▶ [To-do list]:
• A. Please rewrite the Race for the Cup thread between "Aaron Dunkle" and "the All-star/Olympic break?", inclusive, replacing "DirecTV" with "Dish Network".
• B. Write the next part of the NHL Race for the Cup thread, picking up where it stops.
-- start Passage to read --
# NHL Race For The Cup package



## adunkle (Aug 19, 2006)

Hello Fellow Members,
I get the NHL Center Ice package every year on Dish. This year, the package ended early and Dish wanted me to pay another $49.98 for the Race for the Cup package. I can't find information about the Center Ice ending early. They were kind enough to let me have it so I'm not complaining. I would just like to know for next year.

Thank you for your input.

Aaron Dunkle


----------



## trh (Nov 3, 2007)

Not sure what you mean by it ended early. I have DirecTV, but the NHL CI, as defined the the NHL, is a regular season package. I had CI (on DirecTV though), from 1998 until this season. Are you sure the $49.98 package they're offering isn't the 1/2 season price they typically offer each season after the All-star/Olympic break?


----------



## adunkle (Aug 19, 2006)

TRH,
I was thinking the same thing you were. Dish insists that Race for the Cup is separate. They wanted me to pay for the final week.


----------



## trh (Nov 3, 2007)
-- end Passage to read --
-- start Given entries --
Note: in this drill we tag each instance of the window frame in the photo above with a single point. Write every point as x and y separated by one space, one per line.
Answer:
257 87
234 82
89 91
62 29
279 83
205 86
-- end Given entries --
▶ [Answers to the tasks]:
• A.
Aaron Dunkle


----------



## trh (Nov 3, 2007)

Not sure what you mean by it ended early. I have Dish Network, but the NHL CI, as defined the the NHL, is a regular season package. I had CI (on Dish Network though), from 1998 until this season. Are you sure the $49.98 package they're offering isn't the 1/2 season price they typically offer each season after the All-star/Olympic break?

• B.
In the 14 years I had CI, it never ended a week before the regular season. Have you tried to contact the DIRT on this site? I'd call Dish tomorrow and elevate it up to the highest level you can. Good luck. I recorded the Pens/Wing game tonight and hope to watch it tomorrow while traveling.


----------



## inkahauts (Nov 13, 2006)

Wait are you saying they want you to pay extra for the last week or two of center ice? That's ridiculous.


----------



## trh (Nov 3, 2007)

inkahauts said:


> Wait are you saying they want you to pay extra for the last week or two of center ice? That's ridiculous.


That is exactly what he is saying.


----------



## n3ntj (Dec 18, 2006)

Sounds strange. NHL Center Ice ends when the last game of the regular season ends, not a few weeks before.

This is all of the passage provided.